▸ **Sfida 1**:
Secondo la sezione di testo, da quale posizione in griglia partì Rossi ad Assen nel 2007?

▸ **Sezione di testo**:
....
Assen 2007, la più spettacolare. Una delle più strepitose cavalcate tra quelle negli annali del campione di Tavullia è certamente la rimonta di Assen del 2007, quando Rossi riuscì a vincere dopo essere scattato da una difficile 11esima casella in griglia. In poche tornate il pesarese risaliva fino alla terza posizione, alle spalle di Casey Stoner e Nicky Hayden. Sia l’asso australiano della Ducati che la Honda del Kentucky Kid sembravano imprendibili ma la M1 del Dottore con livrea dedicata alla nuova Fiat 500 ed equipaggiata di mescole Michelin recuperava in fretta e, infilato Hayden, metteva nel mirino la Rossa di Borgo Panigale. A quattro giri dalla bandiera a scacchi, Rossi supera anche Stoner e coglie la vittoria numero 150 nella storia della Yamaha in MotoGP. Da allora, la rimonta è riuscita ancora al pesarese, nel 2008, anno del ritorno al titolo mondiale dopo 2 anni di digiuno, a Barcellona, da nono in griglia a secondo al traguardo, poi in Australia, a Phillip Island la seconda “casa” del Dottore, dalla 12esima casella alla piazza d’onore sul podio, e ancora a Valencia, da decimo in griglia al gradino più basso del podio. E poi anche ancora a Sepang, nel 2010, sesto in griglia ma nono alla prima tornata. Il Dottore dà tutto in gara e nel giorno in cui si festeggia il primo titolo in top class di Lorenzo, Valentino rimonta e chiude primo alla bandiera a scacchi. Una vittoria che sarebbe rimasta per oltre quattro anni l’ultima in ordine di tempo nella carriera del pesarese che, dopo il difficile biennio in Ducati, è tornato ad assaporare la vittoria solo scorso anno, al Marco Simoncelli Word Circuit di Misano.
....
[Estratti di dati di puntamento]
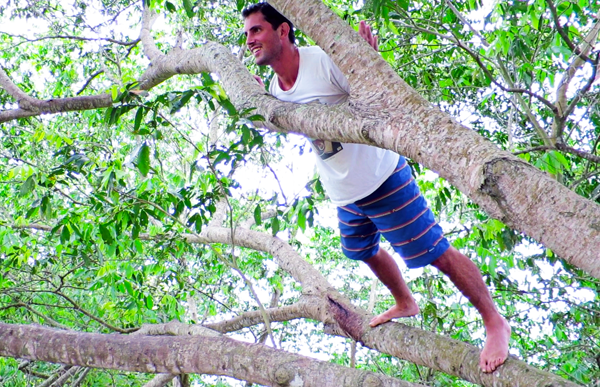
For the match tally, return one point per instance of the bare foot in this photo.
(495, 351)
(395, 312)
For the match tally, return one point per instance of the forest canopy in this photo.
(140, 197)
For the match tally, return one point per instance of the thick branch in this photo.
(181, 355)
(563, 34)
(391, 115)
(561, 93)
(427, 348)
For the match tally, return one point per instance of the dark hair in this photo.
(271, 15)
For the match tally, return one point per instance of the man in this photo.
(372, 187)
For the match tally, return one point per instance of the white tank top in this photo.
(349, 172)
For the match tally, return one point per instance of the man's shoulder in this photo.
(312, 51)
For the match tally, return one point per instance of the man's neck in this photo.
(287, 67)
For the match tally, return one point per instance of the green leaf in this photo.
(170, 7)
(275, 225)
(27, 186)
(257, 215)
(105, 233)
(138, 119)
(149, 302)
(143, 159)
(189, 8)
(65, 235)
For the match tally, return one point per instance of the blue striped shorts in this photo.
(399, 212)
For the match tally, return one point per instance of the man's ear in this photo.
(284, 30)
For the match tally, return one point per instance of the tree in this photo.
(114, 213)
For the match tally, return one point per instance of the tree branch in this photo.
(181, 355)
(563, 34)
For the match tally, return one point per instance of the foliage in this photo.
(95, 205)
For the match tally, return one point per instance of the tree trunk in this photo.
(182, 355)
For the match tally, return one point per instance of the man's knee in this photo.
(445, 261)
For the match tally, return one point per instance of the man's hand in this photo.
(364, 30)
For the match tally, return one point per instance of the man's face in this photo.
(262, 39)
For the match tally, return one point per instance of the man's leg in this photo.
(467, 278)
(385, 268)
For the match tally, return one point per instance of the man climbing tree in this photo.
(373, 188)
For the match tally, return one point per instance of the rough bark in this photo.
(182, 355)
(320, 301)
(386, 112)
(506, 187)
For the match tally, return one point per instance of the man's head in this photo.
(271, 15)
(267, 33)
....
▸ **Sfida 2**:
Conta le righe dei record che contengono la parola "tree" e scrivi soltanto il numero.

▸ **Soluzione 1**:
Dall'11esima casella in griglia.

▸ **Soluzione 2**:
4